What the task requires
Render each line of the items below as a numbered list, leaving out any blank lines.

Data rows
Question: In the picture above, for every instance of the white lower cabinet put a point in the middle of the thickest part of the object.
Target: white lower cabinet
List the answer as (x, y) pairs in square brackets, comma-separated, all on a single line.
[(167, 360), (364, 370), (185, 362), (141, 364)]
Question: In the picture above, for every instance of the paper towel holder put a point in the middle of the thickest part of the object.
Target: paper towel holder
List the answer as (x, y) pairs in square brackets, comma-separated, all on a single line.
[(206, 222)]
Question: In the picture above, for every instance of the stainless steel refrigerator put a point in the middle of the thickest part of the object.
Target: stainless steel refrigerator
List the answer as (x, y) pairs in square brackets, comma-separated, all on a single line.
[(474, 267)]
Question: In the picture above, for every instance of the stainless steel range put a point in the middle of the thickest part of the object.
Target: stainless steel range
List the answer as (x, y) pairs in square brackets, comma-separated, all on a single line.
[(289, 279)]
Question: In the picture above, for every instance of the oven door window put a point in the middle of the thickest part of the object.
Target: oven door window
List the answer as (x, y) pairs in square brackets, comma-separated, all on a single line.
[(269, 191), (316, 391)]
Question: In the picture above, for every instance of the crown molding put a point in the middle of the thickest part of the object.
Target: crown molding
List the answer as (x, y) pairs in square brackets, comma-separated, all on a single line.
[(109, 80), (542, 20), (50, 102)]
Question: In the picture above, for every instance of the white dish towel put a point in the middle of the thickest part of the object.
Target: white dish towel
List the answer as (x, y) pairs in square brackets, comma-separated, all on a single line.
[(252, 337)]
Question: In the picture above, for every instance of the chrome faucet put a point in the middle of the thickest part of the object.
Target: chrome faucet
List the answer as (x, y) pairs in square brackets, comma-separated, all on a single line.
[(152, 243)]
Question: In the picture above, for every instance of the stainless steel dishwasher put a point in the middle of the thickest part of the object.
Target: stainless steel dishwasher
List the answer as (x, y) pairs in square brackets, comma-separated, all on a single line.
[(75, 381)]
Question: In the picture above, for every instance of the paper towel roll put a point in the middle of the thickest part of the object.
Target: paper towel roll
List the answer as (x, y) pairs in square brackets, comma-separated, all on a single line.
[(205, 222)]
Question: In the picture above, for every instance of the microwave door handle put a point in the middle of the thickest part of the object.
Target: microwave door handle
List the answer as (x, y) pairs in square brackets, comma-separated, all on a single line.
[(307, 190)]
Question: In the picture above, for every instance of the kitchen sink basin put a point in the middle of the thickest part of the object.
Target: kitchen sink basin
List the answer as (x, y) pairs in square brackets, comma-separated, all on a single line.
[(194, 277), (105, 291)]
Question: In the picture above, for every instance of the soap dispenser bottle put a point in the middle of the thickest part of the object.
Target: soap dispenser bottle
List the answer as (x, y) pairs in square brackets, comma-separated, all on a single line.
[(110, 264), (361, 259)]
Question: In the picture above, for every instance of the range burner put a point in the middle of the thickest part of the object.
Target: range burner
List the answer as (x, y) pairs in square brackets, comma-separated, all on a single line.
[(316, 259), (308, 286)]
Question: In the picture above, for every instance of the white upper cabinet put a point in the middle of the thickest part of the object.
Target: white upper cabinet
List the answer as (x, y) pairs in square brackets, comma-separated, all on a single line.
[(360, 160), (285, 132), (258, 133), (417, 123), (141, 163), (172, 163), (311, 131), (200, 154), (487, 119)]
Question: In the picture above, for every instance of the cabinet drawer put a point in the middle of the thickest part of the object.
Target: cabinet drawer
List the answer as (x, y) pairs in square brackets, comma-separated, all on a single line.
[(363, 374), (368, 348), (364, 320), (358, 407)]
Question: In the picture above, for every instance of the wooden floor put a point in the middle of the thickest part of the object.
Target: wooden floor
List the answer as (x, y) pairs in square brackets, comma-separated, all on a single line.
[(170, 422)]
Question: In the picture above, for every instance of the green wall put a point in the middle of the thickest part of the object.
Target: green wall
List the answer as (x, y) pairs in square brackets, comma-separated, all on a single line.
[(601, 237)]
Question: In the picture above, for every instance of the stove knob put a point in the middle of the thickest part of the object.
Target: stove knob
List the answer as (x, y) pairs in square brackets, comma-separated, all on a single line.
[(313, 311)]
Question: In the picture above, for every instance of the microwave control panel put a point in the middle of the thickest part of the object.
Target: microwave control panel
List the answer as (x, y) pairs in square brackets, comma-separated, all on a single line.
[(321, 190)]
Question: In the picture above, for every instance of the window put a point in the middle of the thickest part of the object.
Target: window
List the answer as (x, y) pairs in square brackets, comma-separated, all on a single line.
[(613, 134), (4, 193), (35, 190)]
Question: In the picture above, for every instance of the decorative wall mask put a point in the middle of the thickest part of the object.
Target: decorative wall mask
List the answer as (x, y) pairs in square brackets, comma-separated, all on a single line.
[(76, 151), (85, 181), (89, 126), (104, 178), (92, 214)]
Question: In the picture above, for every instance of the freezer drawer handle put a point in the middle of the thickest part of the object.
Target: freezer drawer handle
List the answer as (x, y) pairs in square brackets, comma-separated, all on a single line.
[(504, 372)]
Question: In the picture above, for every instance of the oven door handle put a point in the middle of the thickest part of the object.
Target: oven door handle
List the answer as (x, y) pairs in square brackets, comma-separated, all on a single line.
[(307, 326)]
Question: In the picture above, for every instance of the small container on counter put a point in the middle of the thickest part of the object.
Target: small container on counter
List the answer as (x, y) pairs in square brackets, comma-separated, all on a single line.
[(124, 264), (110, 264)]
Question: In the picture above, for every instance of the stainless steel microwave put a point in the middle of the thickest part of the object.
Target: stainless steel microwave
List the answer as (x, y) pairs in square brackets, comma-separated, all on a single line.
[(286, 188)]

Correct answer
1. Question: In the picture above, for every instance of the white lower cabinet put a point in the middle of the thickest part of the object.
2. Target: white lower cabinet
3. List the answer as (x, y) pairs in square brackets, comma-separated, all on a single line.
4. [(167, 360), (364, 370), (185, 362), (141, 364)]
5. Question: In the picture above, for every instance of the paper towel holder put a point in the middle of the thickest part of the object.
6. Target: paper towel holder
7. List the answer as (x, y) pairs in square brackets, comma-separated, all on a single line.
8. [(206, 222)]
9. Question: In the picture above, for every instance of the stainless steel refrigerator put a point in the middle of the thickest part of the object.
10. Target: stainless steel refrigerator
11. List the answer as (x, y) pairs in square brackets, comma-separated, all on a single line.
12. [(474, 267)]
13. Question: In the picture above, for every instance of the stainless steel range put a point in the middle of the thickest part of the object.
14. Target: stainless steel range
15. List the answer as (x, y) pairs in square brackets, comma-separated, all on a single line.
16. [(289, 279)]
17. Question: In the picture above, for every instance of the oven door window put a point in the middle of the thickest part of the object.
18. Target: oven door window
19. List the answer as (x, y) pairs in square brackets, comma-separated, all on a single line.
20. [(269, 191), (316, 391)]
21. Question: In the picture above, for every instance of the crown molding put a point in the middle of the thickest part of the object.
22. Target: crown molding
23. List the answer as (x, y) pairs in square brackets, comma-separated, all on a single line.
24. [(109, 80), (542, 20), (50, 102)]
25. Question: In the picture above, for every instance of the white dish towel put a point in the middle of the thickest part of the object.
26. Target: white dish towel
27. List the answer as (x, y) pairs in square brackets, comma-separated, all on a single line.
28. [(252, 337)]
29. Question: In the picture above, for every instance of the chrome faucet put a point in the middle of the thickest part of the object.
30. Target: chrome faucet
31. List the answer as (x, y) pairs in square brackets, comma-separated, all on a single line.
32. [(152, 243)]
33. Question: In the picture above, for every instance of the stainless steel dishwasher put a point in the middle of the thickest part of the object.
34. Target: stainless steel dishwasher
35. List the answer as (x, y) pairs in square brackets, comma-separated, all on a single line.
36. [(75, 381)]
37. Question: In the picture above, for every instance of the paper towel roll put a point in the middle of the thickest part of the object.
38. Target: paper towel roll
39. List the answer as (x, y) pairs in square brackets, comma-separated, all on a single line.
40. [(205, 222)]
41. Question: In the picture above, for every instance of the microwave door handle put a point in the middle of the thickest part of the object.
42. Target: microwave door handle
43. List the answer as (x, y) pairs in square brackets, comma-separated, all on a single line.
44. [(307, 190)]
45. Question: In the picture above, for every instance of the kitchen sink basin put a point in the middle of the thickest part of the object.
46. Target: kitchen sink basin
47. List the answer as (x, y) pairs in square brackets, comma-separated, all on a single line.
48. [(194, 277), (105, 291)]
49. Question: In the picture above, for every instance of the soap dispenser bottle put a point in the middle of the thickest part of the object.
50. Target: soap dispenser bottle
51. List the answer as (x, y) pairs in square brackets, comma-separated, all on a single line.
52. [(110, 264), (361, 259)]
53. Question: In the picture above, for every instance of the range burner put a point in the middle of the thickest part of the object.
54. Target: range burner
55. List the answer as (x, y) pairs in square brackets, comma-separated, all on a single line.
56. [(316, 259), (308, 286)]
57. Question: In the picture above, for every instance of the white upper cabinet put a point in the middle of the thickest part of the object.
58. Target: white upper cabinet
59. List the answer as (x, y) pairs in square brackets, comma-separated, all on a single line.
60. [(360, 160), (285, 132), (258, 133), (417, 123), (141, 163), (172, 163), (311, 131), (200, 154), (487, 119)]
61. Question: In the picture above, for every instance of the cabinet drawer put a point in the middle of the thickest part of the object.
62. Target: cabinet drawer
63. List the answer as (x, y) pairs in square brackets, comma-separated, all on a single line.
64. [(363, 374), (368, 348), (364, 320), (358, 407)]
65. Question: In the picture above, for every instance of the wooden floor put a point in the middle of the thickest part of the object.
66. Target: wooden floor
67. List the answer as (x, y) pairs in square brackets, comma-separated, all on a single line.
68. [(170, 422)]
69. Question: In the picture above, for every instance of the green wall put a point in the middle of the thickest part of the object.
70. Target: green wall
71. List the answer as (x, y) pairs in square brackets, comma-separated, all on a single line.
72. [(601, 237)]
73. Question: In the picture above, for every instance of the stove knob put a point in the middle of the thickest part of the object.
74. Target: stove knob
75. List the answer as (x, y) pairs in square brackets, comma-separated, all on a single line.
76. [(313, 311)]
77. Question: In the picture above, for every instance of the microwave control panel put a point in the middle of the thickest part of the object.
78. Target: microwave control panel
79. List the answer as (x, y) pairs in square brackets, comma-separated, all on a single line.
80. [(321, 190)]
81. Question: In the picture above, for every instance of the window put a point in the middle of the thickest part of the object.
82. Target: window
83. List the answer as (x, y) pairs in square brackets, comma-separated, all on a single line.
84. [(613, 134), (4, 193), (35, 190)]
85. Question: In the picture above, for every instance of the decorative wall mask put a point in the middle of the thickest part of the object.
86. Target: decorative wall mask
87. List the answer as (x, y) pairs in square brackets, comma-separated, all on a single line.
88. [(76, 151), (85, 181), (89, 126), (104, 178), (92, 214)]
89. Question: In the picture above, for every instance of the freezer drawer handle put a point in the middle of the thickest part of the object.
90. Target: freezer drawer handle
91. List the answer as (x, y) pairs in square brackets, comma-separated, all on a single line.
92. [(504, 372)]
93. Question: In the picture above, for every instance of the oven door handle put a point in the middle of the thickest part of the object.
94. Target: oven door handle
95. List the answer as (x, y) pairs in square brackets, comma-separated, all on a single line.
96. [(307, 326)]
97. Question: In the picture above, for every instance of the small container on counter put a point in the middle of the thickest part of the object.
98. Target: small container on counter
99. List the answer as (x, y) pairs in square brackets, comma-separated, all on a single line.
100. [(124, 264), (110, 264)]
101. Question: In the picture above, for every instance of the stainless steel microwave put a point in the middle of the thickest part of the object.
102. Target: stainless steel microwave
103. List the answer as (x, y) pairs in square brackets, comma-separated, all on a single line.
104. [(286, 188)]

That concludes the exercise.